→ **Work to complete**: Pictures are not part of the copy. Reproduce all the records exactly.

→ **Exercise data**:
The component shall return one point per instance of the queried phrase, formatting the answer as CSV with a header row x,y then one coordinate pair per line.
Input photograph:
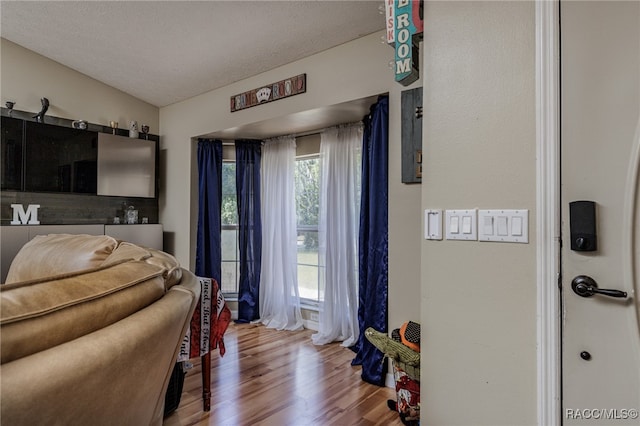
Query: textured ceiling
x,y
166,51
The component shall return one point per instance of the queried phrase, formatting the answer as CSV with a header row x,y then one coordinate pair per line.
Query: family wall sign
x,y
271,92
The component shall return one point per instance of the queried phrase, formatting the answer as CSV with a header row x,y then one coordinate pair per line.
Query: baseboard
x,y
389,381
311,325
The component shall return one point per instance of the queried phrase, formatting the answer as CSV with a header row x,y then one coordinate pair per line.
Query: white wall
x,y
27,76
479,299
351,71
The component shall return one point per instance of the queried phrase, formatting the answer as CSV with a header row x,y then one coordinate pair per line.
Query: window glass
x,y
307,183
230,254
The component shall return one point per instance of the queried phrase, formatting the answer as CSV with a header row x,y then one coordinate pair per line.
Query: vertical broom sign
x,y
404,29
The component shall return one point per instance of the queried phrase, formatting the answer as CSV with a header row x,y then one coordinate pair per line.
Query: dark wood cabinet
x,y
55,166
11,155
60,159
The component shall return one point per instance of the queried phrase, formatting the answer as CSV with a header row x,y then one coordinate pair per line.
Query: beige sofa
x,y
90,331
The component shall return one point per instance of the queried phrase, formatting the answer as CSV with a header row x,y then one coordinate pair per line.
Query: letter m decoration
x,y
408,26
30,217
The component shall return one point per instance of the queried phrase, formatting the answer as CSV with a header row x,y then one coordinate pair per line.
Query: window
x,y
307,186
230,253
307,182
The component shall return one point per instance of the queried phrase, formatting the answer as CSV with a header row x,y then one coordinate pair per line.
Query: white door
x,y
600,112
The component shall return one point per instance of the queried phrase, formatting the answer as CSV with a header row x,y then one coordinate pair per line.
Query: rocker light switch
x,y
461,225
505,226
433,224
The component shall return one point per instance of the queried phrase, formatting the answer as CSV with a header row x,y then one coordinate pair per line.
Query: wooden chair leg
x,y
206,381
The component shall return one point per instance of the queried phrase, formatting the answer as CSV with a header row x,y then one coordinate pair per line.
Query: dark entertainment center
x,y
56,166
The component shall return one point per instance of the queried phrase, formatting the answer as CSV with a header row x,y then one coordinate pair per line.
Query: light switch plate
x,y
504,226
461,225
432,224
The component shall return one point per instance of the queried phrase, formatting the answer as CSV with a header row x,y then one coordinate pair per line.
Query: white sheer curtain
x,y
279,297
340,155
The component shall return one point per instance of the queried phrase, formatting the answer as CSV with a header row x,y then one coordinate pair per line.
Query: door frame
x,y
548,311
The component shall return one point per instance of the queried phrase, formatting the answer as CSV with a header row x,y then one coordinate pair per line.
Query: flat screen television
x,y
126,166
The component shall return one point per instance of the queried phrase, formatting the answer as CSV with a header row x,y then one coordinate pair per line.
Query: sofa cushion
x,y
53,254
172,270
42,313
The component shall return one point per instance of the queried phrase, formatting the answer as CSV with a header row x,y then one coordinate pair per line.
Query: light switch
x,y
516,226
466,224
502,226
505,226
454,224
433,224
461,225
487,225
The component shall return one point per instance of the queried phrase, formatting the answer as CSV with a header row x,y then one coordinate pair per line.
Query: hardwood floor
x,y
277,378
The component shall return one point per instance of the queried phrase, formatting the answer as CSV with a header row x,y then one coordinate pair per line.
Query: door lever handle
x,y
586,286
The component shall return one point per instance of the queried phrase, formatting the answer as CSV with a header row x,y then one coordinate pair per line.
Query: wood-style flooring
x,y
279,378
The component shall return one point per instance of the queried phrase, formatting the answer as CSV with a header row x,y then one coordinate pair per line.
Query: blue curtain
x,y
248,154
373,241
208,241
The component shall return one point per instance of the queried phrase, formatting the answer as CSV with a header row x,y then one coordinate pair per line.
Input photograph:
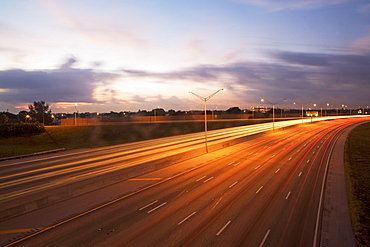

→ **Exercise solution**:
The component shall return one point per instance of the queried phrase, formatting the answer as CSV with a header row x,y then one coordinate pair per line.
Input photograph:
Query: textured ceiling
x,y
166,51
The component shall return one point per instance of the queried phrase, formatting the answer as CSV with a header row x,y then one coordinate pair per line.
Query: family wall sign
x,y
271,92
The component shall return one point per instance of the queried phrase, formatting the answer as CSV with a header row x,y then one coordinate pair per line.
Query: baseboard
x,y
389,381
311,325
The component shall return one point per instance of the queried phrase, formatting the answer as CSV with a header row x,y then one coordinate pair per line.
Query: white wall
x,y
27,76
479,299
351,71
The component shall return one point per instance of the queried phrase, formatting the answer as CSV with a header row x,y then one coordinate pair per line.
Query: window glass
x,y
307,183
230,254
The component shall return one point per instance of the queried phrase, formatting the answer as CSV with a header row x,y then one coordinate pair per line.
Query: vertical broom sign
x,y
404,29
The component shall return one point per instance of the queried phrase, formatting the answer as CSV with a header row x,y then one coordinate pair per line.
Query: dark wood cabinet
x,y
55,166
11,155
60,159
The component shall return one point per instance of the queried phrase, formatting the answer as CSV with a header row x,y then one coordinate pair per line.
Query: beige sofa
x,y
90,331
The component shall return one point per instance of the queried phrase, formatting the answer as CSV with a header row x,y then one coordinate pair per line.
Query: letter m decoration
x,y
408,26
30,217
The component shall return one point per instance of the queried phrase, formatting the answer as CSV with a header row x,y then one coordinate pair per line.
Query: window
x,y
307,186
230,253
307,182
The component shall return one point per instance of the queried phrase, formatting the answer as CSV with a header row x,y then one coordinate pair per line.
Query: white door
x,y
600,112
The component shall return one point per instance of the queried phrase, formatting the answer as CSV with a header row x,y then one coordinate pair per line.
Query: rocker light switch
x,y
461,225
505,226
433,224
The component shall return one point per instance of the queried phrase, formatting the answer as CSV with a header row x,y then one coordinate pair per line.
Query: wooden chair leg
x,y
206,381
The component shall return one point per instance of the queried phrase, formatting the answer as CSV with a header row x,y then one coordinate pair per line.
Query: dark entertainment center
x,y
56,166
The component shall return one point per instance of the queried phrase, formatting the answer as CSV with a header row x,y then one coordinate pair per line.
Query: light switch plate
x,y
504,226
461,225
432,224
The component shall return one point per instance of the queried phrase, formatting the answer as CSV with a header row x,y then one coordinate pair per line.
Query: white sheer curtain
x,y
279,297
340,155
The component shall return one point per instance of the queried phrase, formatting the answer as CSV with a header row x,y then one coordinate pair per line.
Query: door frame
x,y
548,311
The component shall return one point per instance of the queried phrase, formatting the answer as CSV with a header row x,y then one coordinate pair per line.
Query: flat screen television
x,y
126,166
The component shall return one point per instance of the queried phrase, formatting the answer as CSV with a header row x,y then one coordinate pair per line.
Query: sofa cushion
x,y
53,254
172,270
42,313
The component shall return one point per instance of the queried phrase, formatting the answer as CSV with a header row x,y then one coordinate pair per line.
Query: light switch
x,y
516,226
466,224
502,226
505,226
454,224
433,224
461,225
487,225
The component shall return one point per instance of the queried phrase, formatting the answer as CSV with a header row x,y then one coordinate pair per line.
Query: hardwood floor
x,y
277,378
The component shall return one point per instance of the queried phrase, formatting the answer as CSV with a header row x,y then one coordinate pair per line.
Query: door lever handle
x,y
586,286
The component shall return one point per instance of the queried phrase, formatting the answer as CSV with a header row x,y then one coordinate pair per line.
Query: wood-style flooring
x,y
279,378
The component shall return one point per instance of the queried phrase, formatting the answer as CSV with a header row x,y then one coordinate pair per line.
Query: blue curtain
x,y
248,154
373,241
208,241
The component shall return one point per instance of the queried phrase, formatting the answer as CSV with a header row x,y then one coordinate pair per line.
Input photograph:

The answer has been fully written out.